**PROVIDED TEXT**
Police officers protect the City Hall as protesters from Occupy Oakland -the local offshoot of Occupy Wall Street- marched to the buiding in Oakland on January 28, 2012. (KIMIHIRO HOSHINO/AFP/Getty Images)

OAKLAND (CBS / CNN / AP / BCN) — Oakland City Hall reopened Monday after municipal employees worked to clean up damage they said was caused over the weekend by Occupy protesters, about 400 of whom were arrested following clashes with police.

The mass arrests, described by police as the largest in Oakland history, appear to have injected new life into the Occupy movement as protesters in a number of American and European cities took to the streets Sunday to express their solidarity with the Occupy Oakland group.

PHOTOS: More Occupy Oakland Protests

“The Occupy movement will respond, as we have always responded: With an overwhelming show of collective resistance,” Occupy Wall Street said in a statement posted on its website.

But none of the weekend activities rose to the level of violence witnessed in Oakland, where protesters on Saturday clashed with police after they were prevented from taking over the long-vacant Henry J. Kaiser Convention Center near Lake Merritt.

Protesters and Oakland police traded allegations over who was to blame for the violence that saw demonstrators throw rocks and bottles at police, who it turn fired bean bag rounds, tear gas and smoke grenades at the group.

KCBS’ Bob Melrose Reports:

Oakland Police Officer Johnna Watson described what transpired as “one of the largest mass arrests that we have seen in the city.” The charges ranged from failure to disperse to vandalism, Watson said.

Oakland, with a population of about 420,000, has a long and sometimes violent history of activism dating back to the mid-1960s with the founding of the militant Black Panther Party and later for its anti-war protests.

**DATASET EXTRACT**
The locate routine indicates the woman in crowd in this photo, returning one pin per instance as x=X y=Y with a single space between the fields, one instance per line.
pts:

**TASK**
Using the Occupy Oakland report, answer each question briefly.
(a) About how many Occupy protesters were arrested after the clashes with police?
(b) Which building were protesters stopped from taking over on Saturday?
(c) What population does the report give for Oakland?
Nothing in the lines matters for this.

**WRITTEN ANSWER**
(a) About 400.
(b) The long-vacant Henry J. Kaiser Convention Center near Lake Merritt.
(c) About 420,000.